• [Extracted text]
Often, the state finds it easier to convict a person on a probation violation than the original charge. Therefore, the district lawyer may agree to a reduced sentence which includes probation rather than going to trial.


For example, a defendant, “Lou” is charged with felony possession of cocaine. He has a prior history and could receive active time. However, the cocaine was not in his immediate possession, but was within his reach. He might be convicted after a trial or he might get off if the jury decides the drugs were not in his possession, and he had no intent to control them. Lou’s lawyer and the district attorney work out a deal where he pleads to reduced charges and receives probation and no active time.


If Lou violates the terms of his probation by using cocaine and has a positive drug test, the case for the district attorney just got easier. All the district attorney has to do to send Lou to jail is prove that proper protocol was used to conduct the drug screen and a positive test for cocaine occurred. This is much easier than proving that Lou had the intent to control the cocaine in the original case.


Here is the secret; a smart district attorney knows she may get a second shot at you on probation and will have a much easier case to prove.


#2. Keep your Appointments with Your Probation Officer and Cultivate a Good Relationship with Him or Her.

No excuses, keep your appointments. You do not want your probation officer to come to your home or place of work looking for you. First, missing appointments is typically a violation of your probation. In addition, if a probation officer comes looking for you there is a better chance, he or she will find additional violations.

For example, probationer Joe is at work and cannot get a ride to the probation office. Joe fails to call his probation officer because he just does not want to go through the hassle. Joe goes home, and Bob comes over and lights up a joint while visiting. You know how this will end; Joe’s probation officer chooses this time to visit because he missed an office visit.

• [Given entries]
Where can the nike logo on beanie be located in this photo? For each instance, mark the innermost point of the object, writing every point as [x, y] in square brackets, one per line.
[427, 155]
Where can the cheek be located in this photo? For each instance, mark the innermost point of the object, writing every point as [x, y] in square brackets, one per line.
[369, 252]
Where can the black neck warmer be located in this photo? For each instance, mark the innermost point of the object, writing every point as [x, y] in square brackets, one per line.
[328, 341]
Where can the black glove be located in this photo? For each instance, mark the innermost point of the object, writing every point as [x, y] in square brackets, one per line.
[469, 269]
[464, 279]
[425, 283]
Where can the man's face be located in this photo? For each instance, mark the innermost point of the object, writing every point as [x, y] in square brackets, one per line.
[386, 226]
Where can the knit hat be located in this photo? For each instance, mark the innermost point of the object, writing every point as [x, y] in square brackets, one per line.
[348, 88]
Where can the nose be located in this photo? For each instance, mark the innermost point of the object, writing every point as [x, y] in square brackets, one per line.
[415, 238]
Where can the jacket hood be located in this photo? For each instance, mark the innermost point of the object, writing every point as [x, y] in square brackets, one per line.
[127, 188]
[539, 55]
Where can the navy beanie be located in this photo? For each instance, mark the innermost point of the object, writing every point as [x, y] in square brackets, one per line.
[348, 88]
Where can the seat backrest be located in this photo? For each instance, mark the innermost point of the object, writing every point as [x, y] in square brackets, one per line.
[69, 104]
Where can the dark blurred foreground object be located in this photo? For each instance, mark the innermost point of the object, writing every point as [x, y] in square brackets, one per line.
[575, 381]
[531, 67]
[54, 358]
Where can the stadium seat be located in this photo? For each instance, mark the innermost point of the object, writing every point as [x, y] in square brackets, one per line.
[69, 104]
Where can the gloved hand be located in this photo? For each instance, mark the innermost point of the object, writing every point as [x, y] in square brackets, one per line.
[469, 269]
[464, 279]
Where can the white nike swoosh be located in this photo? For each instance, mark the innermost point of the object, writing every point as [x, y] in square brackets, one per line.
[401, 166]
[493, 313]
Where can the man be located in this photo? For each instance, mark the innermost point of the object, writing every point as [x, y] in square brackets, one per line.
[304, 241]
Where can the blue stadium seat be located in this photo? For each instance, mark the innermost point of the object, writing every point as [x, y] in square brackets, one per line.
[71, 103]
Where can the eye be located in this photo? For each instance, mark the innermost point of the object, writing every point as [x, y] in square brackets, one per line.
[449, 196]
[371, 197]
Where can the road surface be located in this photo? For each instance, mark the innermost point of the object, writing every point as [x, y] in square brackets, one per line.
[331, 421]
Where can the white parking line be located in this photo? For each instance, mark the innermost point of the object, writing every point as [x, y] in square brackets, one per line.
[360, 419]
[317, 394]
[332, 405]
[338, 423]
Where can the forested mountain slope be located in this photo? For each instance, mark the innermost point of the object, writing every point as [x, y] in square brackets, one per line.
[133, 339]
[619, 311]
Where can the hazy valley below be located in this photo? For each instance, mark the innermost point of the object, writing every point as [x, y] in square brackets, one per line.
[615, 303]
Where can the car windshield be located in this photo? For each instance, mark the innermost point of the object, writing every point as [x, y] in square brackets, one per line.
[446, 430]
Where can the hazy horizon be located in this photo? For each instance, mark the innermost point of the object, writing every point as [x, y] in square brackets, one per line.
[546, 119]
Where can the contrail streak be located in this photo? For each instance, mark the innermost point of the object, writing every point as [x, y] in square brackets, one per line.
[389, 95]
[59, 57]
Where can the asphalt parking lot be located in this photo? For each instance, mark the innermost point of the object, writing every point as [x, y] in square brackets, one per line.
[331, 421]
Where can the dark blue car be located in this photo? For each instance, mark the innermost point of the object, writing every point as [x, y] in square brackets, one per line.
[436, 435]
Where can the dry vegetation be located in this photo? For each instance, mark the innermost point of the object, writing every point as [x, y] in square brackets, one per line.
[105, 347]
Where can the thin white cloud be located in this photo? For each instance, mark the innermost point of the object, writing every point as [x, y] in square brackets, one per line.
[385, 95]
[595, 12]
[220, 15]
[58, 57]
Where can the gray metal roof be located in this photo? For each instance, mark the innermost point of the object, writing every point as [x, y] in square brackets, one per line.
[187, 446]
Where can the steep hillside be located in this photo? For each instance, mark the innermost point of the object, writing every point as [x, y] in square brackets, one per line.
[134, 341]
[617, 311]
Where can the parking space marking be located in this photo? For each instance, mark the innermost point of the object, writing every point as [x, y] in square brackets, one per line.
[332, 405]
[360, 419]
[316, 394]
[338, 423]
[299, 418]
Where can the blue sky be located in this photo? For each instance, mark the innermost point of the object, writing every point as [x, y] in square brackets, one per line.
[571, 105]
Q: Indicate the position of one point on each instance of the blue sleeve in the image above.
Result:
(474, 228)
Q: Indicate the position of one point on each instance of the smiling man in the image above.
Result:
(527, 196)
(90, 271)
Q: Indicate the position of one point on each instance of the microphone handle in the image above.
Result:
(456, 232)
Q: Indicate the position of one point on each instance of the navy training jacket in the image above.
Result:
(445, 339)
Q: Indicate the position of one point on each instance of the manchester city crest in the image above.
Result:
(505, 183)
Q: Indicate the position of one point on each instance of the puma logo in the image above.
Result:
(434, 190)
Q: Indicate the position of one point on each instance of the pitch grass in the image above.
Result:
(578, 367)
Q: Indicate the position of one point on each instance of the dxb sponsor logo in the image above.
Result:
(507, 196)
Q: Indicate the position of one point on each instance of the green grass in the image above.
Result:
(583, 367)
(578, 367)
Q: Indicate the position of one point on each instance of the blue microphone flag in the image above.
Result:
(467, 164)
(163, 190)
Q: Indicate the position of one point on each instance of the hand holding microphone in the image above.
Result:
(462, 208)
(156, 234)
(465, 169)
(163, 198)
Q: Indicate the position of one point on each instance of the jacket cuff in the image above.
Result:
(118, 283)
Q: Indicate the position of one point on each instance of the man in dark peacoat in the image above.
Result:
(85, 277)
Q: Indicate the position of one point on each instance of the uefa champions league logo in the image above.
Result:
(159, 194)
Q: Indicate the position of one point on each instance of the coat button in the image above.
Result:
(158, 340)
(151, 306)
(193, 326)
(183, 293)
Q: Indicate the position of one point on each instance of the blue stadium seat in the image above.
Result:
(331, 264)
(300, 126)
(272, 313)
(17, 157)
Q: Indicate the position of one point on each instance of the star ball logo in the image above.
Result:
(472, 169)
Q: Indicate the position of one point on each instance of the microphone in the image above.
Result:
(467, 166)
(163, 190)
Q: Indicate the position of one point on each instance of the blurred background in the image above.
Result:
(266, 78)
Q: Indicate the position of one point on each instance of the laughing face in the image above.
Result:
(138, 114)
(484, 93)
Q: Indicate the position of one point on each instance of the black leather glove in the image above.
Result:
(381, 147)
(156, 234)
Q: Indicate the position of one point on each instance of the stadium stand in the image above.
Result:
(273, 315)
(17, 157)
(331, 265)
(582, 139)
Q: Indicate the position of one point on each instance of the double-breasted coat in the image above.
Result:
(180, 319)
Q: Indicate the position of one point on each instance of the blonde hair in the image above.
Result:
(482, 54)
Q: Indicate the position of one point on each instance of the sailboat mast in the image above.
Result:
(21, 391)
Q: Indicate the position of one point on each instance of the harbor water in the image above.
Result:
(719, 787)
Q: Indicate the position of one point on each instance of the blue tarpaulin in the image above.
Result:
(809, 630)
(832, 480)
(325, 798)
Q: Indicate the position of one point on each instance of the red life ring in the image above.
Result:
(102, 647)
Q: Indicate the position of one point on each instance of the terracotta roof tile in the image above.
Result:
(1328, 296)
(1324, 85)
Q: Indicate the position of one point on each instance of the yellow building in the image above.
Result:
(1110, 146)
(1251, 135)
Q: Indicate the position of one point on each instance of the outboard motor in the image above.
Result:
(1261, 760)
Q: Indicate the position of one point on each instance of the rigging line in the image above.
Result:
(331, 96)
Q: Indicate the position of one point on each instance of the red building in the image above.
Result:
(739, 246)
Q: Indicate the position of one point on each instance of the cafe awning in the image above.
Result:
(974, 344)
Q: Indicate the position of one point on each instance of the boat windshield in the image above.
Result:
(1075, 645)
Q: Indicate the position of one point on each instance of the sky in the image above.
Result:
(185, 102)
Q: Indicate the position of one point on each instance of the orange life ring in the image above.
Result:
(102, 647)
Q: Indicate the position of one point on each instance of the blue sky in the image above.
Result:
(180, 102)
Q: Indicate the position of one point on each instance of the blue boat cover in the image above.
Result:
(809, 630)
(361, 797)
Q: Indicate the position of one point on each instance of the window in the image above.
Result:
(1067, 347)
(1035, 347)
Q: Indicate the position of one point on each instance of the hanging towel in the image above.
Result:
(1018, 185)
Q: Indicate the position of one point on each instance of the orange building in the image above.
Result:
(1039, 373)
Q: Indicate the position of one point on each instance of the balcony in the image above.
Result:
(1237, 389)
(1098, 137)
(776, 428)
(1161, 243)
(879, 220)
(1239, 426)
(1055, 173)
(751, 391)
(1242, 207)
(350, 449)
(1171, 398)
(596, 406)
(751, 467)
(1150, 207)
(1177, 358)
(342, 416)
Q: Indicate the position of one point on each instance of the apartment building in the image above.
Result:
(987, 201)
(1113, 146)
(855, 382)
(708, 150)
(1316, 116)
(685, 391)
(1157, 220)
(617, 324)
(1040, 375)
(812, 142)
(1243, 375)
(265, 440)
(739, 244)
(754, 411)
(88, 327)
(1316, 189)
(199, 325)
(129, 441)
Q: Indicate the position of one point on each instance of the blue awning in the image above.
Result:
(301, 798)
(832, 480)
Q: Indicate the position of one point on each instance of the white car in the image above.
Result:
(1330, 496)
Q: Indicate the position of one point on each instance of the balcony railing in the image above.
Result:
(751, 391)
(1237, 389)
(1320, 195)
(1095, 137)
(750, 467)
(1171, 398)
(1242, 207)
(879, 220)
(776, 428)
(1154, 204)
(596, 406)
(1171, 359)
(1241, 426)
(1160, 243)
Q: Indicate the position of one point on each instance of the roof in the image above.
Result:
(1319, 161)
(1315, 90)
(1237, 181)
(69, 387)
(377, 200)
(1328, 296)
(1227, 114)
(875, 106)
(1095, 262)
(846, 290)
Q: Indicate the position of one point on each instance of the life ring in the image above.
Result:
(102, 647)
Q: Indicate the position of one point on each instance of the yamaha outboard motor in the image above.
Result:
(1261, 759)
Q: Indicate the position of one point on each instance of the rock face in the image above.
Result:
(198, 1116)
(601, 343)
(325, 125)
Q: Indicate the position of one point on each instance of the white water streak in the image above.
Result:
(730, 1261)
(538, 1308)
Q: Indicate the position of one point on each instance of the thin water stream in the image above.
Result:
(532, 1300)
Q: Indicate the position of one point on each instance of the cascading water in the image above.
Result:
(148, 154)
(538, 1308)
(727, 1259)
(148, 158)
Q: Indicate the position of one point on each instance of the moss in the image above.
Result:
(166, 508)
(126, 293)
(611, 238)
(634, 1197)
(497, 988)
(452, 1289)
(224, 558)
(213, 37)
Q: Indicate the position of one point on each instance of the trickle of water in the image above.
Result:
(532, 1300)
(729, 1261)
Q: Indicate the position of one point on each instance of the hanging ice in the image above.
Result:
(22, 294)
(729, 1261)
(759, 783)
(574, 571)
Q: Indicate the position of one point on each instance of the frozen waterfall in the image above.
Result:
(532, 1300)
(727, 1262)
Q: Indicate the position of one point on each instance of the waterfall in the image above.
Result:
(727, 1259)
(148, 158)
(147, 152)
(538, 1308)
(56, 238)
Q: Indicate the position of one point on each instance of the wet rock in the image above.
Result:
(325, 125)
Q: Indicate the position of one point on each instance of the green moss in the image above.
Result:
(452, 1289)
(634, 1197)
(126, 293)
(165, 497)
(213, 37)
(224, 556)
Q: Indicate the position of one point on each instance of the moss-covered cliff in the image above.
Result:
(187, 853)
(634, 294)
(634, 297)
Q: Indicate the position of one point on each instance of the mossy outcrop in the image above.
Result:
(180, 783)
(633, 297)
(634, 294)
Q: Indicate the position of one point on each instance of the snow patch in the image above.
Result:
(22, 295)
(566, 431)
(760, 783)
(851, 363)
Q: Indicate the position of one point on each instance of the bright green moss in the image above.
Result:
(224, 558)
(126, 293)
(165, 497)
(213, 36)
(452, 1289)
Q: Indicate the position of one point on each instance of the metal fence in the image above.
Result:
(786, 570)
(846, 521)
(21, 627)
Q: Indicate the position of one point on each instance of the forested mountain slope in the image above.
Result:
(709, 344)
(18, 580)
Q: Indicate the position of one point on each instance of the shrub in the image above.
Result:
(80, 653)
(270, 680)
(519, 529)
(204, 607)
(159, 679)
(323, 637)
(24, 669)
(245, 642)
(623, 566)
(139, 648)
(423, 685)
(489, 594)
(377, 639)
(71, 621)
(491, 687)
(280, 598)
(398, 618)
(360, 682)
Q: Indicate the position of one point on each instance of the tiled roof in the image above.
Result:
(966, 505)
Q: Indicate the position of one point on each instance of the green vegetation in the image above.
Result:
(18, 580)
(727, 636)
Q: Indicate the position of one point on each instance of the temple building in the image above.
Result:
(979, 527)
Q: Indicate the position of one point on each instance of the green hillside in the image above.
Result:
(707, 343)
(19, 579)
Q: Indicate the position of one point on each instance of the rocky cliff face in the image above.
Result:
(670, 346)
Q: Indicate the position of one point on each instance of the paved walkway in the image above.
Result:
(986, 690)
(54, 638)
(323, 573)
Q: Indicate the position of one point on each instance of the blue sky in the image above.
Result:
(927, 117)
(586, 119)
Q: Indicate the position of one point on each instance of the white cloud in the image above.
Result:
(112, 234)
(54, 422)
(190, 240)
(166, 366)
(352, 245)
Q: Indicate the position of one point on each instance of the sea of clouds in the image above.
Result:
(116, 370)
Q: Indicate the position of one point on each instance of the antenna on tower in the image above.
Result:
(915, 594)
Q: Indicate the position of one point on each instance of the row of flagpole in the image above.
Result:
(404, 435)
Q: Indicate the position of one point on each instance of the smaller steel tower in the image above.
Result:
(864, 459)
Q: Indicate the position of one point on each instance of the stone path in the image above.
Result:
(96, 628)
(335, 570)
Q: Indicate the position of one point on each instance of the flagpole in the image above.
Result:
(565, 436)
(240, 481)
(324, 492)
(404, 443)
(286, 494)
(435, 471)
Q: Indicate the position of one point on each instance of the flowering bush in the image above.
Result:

• [Task to carry out]
Translate this sentence from the probation text into Spanish: "You do not want your probation officer to come to your home or place of work looking for you." The listing was taken from a separate source.

• [Finished task]
No querrá que su oficial de libertad condicional venga a su casa o a su lugar de trabajo a buscarlo.